• **What you will do**:
Reproduce word for word the part of the passage on clear language and human freedom that starts with "The good society" and goes on through "plan, and create.".

This is automaton conformity applied to speech. And speech shapes thought. Sloppy language, Orwell argued, makes sloppy thinking easier. The two corrupt each other in a feedback loop.
But he also believed the process was reversible. That’s the hopeful part. If you choose your words carefully, if you ask “what am I actually trying to say?” instead of letting the familiar phrases rush in, you’re doing a small version of the daily conquest. You’re being present where you could be absent. You’re choosing where you could be coasting.
Clear language is evidence of a self that showed up.
This has political implications. May made them explicit:
“We simply propose that our social and economic ideal be that society which gives the maximum opportunity for each person in it to realize himself, to develop and use his potentialities and to labor as a human being of dignity giving to and receiving from his fellow men.”
The good society is the one that makes the daily conquest possible. That gives people the space and the tools to choose themselves. Not freedom from constraint only, but freedom to become.
Collectivism, whether fascist or communist, fails not because it’s the wrong tribe but because it forecloses this possibility. It tells you who you are. It chooses for you. The relief it offers is real (Fromm understood this), but the price is the self that would have done the choosing.
We oppose these systems not out of tribal loyalty to our own side but because we believe something about what human beings are for. We believe they’re for becoming. For using their powers. For the quiet joy that comes when the adult can love, plan, and create.

• **Data shown**:
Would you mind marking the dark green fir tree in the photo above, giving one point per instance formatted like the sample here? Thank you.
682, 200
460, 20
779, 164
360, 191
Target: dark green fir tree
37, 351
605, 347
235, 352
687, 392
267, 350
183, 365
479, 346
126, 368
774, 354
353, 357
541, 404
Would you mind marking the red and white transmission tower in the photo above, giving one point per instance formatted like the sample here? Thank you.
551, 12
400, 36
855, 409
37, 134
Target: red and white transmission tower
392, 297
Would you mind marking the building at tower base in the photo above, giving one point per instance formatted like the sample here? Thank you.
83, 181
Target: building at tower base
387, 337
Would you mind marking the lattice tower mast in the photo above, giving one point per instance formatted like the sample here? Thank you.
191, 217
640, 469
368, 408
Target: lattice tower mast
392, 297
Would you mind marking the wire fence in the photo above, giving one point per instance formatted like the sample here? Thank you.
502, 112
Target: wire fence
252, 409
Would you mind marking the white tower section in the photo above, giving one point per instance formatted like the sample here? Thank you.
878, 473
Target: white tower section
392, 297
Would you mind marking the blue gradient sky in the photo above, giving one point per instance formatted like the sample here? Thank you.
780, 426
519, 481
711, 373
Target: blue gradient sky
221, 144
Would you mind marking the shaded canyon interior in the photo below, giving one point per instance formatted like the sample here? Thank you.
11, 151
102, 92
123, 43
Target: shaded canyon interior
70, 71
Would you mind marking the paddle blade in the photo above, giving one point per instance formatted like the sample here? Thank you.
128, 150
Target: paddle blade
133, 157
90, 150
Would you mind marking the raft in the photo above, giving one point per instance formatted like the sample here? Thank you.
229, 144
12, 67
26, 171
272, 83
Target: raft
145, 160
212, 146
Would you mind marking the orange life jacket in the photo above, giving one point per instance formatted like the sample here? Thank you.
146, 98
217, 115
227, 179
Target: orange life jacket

• **Result**:
The good society is the one that makes the daily conquest possible. That gives people the space and the tools to choose themselves. Not freedom from constraint only, but freedom to become.
Collectivism, whether fascist or communist, fails not because it’s the wrong tribe but because it forecloses this possibility. It tells you who you are. It chooses for you. The relief it offers is real (Fromm understood this), but the price is the self that would have done the choosing.
We oppose these systems not out of tribal loyalty to our own side but because we believe something about what human beings are for. We believe they’re for becoming. For using their powers. For the quiet joy that comes when the adult can love, plan, and create.